* [Exercise requirements]
Only a number is wanted here: how many lines in the entries below contain the word "white".

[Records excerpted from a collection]
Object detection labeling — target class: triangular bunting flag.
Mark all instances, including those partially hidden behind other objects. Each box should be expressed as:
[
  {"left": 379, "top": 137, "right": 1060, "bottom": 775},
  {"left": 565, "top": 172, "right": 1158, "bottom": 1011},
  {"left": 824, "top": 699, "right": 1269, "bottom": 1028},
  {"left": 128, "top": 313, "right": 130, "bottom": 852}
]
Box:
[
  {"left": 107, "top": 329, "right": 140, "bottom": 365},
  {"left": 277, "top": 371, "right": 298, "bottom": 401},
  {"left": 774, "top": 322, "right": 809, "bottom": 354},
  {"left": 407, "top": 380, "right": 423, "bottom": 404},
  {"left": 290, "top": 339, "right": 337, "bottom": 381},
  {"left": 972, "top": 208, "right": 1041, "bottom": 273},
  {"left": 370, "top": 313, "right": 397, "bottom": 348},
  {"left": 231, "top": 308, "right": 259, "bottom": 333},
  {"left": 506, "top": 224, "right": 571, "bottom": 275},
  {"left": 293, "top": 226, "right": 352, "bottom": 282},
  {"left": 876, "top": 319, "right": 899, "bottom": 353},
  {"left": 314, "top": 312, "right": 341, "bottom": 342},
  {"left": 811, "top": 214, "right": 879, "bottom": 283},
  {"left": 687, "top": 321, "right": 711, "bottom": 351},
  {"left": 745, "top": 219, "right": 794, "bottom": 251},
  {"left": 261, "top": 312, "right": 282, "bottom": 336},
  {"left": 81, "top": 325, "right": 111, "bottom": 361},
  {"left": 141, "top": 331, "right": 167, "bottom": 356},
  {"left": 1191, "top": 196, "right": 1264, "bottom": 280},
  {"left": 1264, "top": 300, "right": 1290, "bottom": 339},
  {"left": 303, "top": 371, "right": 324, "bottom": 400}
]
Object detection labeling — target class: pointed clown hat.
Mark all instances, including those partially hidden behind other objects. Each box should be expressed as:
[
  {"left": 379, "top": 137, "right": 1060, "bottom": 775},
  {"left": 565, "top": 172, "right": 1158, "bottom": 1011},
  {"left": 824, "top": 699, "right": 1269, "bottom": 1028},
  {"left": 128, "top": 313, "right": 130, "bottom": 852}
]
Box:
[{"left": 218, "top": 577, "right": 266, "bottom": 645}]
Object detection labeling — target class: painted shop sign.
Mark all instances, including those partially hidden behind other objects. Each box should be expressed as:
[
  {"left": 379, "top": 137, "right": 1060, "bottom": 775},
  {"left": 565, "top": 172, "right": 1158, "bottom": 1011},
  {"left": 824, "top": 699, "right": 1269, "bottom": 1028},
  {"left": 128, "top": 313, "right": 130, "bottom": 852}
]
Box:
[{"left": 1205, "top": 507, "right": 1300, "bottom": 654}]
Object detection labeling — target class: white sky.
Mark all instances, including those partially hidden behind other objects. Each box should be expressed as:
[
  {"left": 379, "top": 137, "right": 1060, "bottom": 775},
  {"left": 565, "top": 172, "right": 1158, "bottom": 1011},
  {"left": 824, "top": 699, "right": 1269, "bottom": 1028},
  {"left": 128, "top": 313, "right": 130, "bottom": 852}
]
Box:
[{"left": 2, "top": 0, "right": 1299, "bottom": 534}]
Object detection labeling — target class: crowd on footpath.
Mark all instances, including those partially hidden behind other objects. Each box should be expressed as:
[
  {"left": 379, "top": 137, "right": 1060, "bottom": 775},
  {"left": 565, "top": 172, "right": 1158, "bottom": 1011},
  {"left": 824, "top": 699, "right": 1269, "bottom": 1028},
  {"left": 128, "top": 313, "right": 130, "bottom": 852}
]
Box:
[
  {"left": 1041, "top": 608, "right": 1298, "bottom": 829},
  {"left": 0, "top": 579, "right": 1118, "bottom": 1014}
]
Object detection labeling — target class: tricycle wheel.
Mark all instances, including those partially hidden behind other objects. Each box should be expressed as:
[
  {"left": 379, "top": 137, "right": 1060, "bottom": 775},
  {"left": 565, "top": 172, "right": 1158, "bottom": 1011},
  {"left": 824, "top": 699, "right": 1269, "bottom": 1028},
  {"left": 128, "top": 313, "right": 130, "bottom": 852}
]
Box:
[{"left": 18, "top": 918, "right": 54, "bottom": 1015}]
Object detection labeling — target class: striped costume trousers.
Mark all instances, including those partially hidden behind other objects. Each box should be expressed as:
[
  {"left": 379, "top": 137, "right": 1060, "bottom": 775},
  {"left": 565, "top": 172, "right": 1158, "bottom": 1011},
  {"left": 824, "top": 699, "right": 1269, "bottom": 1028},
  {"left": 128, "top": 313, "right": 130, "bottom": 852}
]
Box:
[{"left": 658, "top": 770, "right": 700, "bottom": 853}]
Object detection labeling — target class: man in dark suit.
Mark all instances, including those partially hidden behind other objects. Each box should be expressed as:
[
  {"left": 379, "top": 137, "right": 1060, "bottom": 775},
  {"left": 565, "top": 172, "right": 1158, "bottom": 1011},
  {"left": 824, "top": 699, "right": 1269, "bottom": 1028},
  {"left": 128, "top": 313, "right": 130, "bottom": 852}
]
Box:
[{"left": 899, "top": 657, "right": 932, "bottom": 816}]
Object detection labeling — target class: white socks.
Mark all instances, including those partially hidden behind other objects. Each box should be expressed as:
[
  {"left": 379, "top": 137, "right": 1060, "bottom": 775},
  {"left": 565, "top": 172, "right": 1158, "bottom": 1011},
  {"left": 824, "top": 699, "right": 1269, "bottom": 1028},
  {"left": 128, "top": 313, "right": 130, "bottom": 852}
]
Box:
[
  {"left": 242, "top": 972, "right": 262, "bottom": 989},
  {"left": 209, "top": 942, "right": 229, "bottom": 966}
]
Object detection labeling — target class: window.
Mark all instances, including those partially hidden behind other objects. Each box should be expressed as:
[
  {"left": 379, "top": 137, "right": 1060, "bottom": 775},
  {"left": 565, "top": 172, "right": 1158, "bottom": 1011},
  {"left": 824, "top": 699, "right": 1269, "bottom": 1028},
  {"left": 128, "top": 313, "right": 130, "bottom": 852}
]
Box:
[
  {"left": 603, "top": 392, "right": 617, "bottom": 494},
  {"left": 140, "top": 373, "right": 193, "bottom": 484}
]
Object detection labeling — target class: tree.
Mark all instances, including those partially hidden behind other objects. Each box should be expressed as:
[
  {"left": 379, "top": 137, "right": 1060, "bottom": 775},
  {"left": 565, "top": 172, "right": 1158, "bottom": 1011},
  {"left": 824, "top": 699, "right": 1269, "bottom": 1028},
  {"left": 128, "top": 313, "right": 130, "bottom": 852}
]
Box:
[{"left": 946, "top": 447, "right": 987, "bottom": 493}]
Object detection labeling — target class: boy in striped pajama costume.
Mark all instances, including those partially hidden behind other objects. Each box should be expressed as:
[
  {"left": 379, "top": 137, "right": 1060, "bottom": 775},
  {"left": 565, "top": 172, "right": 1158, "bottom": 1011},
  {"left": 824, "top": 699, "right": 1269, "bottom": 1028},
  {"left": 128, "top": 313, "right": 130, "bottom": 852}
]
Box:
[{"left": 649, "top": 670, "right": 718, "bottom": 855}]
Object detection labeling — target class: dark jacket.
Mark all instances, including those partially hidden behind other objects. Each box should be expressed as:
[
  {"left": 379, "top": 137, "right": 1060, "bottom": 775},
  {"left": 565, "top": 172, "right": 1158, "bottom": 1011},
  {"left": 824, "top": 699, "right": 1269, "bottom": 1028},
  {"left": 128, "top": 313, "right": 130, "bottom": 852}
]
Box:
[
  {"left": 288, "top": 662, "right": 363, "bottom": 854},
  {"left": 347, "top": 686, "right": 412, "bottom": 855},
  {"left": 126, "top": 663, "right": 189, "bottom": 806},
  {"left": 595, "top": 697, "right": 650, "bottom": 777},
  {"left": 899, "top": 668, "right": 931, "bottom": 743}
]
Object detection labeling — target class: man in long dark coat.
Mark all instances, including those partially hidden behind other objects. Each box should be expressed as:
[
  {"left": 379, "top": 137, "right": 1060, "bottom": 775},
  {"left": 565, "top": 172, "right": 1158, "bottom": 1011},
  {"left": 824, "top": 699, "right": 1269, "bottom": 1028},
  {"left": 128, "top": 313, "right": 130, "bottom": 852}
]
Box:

* [Response to this task]
2